页面正文:
◇ ◇ ◇ ◇
DnCNN代码学习—data_generator.py

一、源代码+注释

# -*- coding: utf-8 -*-

# =============================================================================
#  @article{zhang2017beyond,
#    title={Beyond a {Gaussian} denoiser: Residual learning of deep {CNN} for image denoising},
#    author={Zhang, Kai and Zuo, Wangmeng and Chen, Yunjin and Meng, Deyu and Zhang, Lei},
#    journal={IEEE Transactions on Image Processing},
#    year={2017},
#    volume={26}, 
#    number={7}, 
#    pages={3142-3155}, 
#  }
# by Kai Zhang (08/2018)
# [email protected]
# https://github.com/cszn
# modified on the code from https://github.com/SaoYan/DnCNN-PyTorch
# =============================================================================

# no need to run this code separately

import matplotlib.pyplot as plt

import operator
import glob  ##文件名操作模块glob
import cv2   #读取图像首先要导入OpenCV包
import numpy as np   #
# from multiprocessing import Pool
from torch.utils.data import Dataset   #torch.utils.data.Dataset 是一个表示数据集的抽象类
import torch  ##包 torch 包含了多维张量的数据结构以及基于其上的多种数学操作。
from torch.utils.data import DataLoader 

patch_size, stride = 4, 1  #补丁大小  40   步长10
aug_times = 1

scales = [1, 0.9, 0.8, 0.7]
batch_size = 128   #批量大小


#加噪声类
class DenoisingDataset(Dataset):
    """Dataset wrapping tensors.
◇ ◇ ◇ ◇
练习目标:
请续写上面这篇关于 DnCNN 中 data_generator.py 的代码学习文章，从它的最后一行之后接着往下写。
◇ ◇ ◇ ◇
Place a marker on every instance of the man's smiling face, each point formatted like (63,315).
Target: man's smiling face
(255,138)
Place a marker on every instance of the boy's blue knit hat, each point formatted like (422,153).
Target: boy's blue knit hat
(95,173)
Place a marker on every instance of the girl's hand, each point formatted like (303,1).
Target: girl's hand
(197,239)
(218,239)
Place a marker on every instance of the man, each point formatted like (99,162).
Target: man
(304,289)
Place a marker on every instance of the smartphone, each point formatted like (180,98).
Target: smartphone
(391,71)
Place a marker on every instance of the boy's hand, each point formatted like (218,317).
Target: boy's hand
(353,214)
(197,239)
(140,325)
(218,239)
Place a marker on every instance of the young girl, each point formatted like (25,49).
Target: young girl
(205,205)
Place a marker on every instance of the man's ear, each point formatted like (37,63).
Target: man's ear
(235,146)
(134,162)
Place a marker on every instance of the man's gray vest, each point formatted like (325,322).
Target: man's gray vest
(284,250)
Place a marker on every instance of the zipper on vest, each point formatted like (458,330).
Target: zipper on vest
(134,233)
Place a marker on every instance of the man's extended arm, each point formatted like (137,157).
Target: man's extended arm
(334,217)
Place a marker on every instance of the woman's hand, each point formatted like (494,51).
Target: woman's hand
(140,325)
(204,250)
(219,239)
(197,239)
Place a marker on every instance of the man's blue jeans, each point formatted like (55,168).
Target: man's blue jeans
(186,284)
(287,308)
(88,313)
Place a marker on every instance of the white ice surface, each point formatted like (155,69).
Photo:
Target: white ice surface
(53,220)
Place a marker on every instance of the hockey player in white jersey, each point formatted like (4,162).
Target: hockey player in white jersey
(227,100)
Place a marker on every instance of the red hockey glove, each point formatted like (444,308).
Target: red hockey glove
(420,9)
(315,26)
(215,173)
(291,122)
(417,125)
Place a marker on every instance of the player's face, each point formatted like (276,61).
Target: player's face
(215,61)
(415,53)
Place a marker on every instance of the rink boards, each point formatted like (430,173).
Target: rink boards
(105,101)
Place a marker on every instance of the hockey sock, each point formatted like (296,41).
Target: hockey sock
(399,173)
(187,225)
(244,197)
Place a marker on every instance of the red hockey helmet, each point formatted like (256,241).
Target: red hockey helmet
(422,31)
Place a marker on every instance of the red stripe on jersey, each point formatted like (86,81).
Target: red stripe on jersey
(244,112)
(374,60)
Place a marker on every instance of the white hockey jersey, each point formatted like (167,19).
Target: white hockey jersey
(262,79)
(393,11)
◇ ◇ ◇ ◇
任务答案:
    Arguments:
        xs (Tensor): clean image patches
        sigma: noise level, e.g., 25
    """
    def __init__(self, xs):
        super(DenoisingDataset, self).__init__()
        self.xs = xs  #清洁图像
      

    def __getitem__(self, index):
        batch_x = self.xs[index]
        
        #torch.randn：返回一个张量，包含了从区间[0,1)的均匀分布中抽取的一组随机数，形状由可变参数sizes 定义
        #在PyTorch中，数学运算有in-place和none-in-place两种形式。  #in-place，就是计算结果替换原始内存中的值  相乘：mul_
        #noise = torch.randn(batch_x.size()).mul_(self.sigma/255.0)
        noise = torch.randn(batch_x.size()).mul_( np.random.randint(55)/255.0)
        print('noise.shape',noise.shape)
        
        batch_y = batch_x + noise   #加噪声
        
        
        
        return batch_y, batch_x    #返回批量batch_y, batch_x

    def __len__(self):
        print(self.xs. size(0))
        return self.xs. size(0) #xs.size(0)指batchsize的值
    

#展示图片  
def show(x, title=None, cbar=False, figsize=None):
    import matplotlib.pyplot as plt
    # #    图像的长和宽（英寸） #Figure返回的实例也将传递给后端的new_figure_manage
    plt.figure(figsize=figsize)
    # #interpolation 插值方法  #cmap: 颜色图谱（colormap), 默认绘制为RGB(A)颜色空间
    plt.imshow(x, interpolation='nearest', cmap='gray')
    if title:
        plt.title(title)
    if cbar:
        plt.colorbar()  ##将颜色条添加到绘图中。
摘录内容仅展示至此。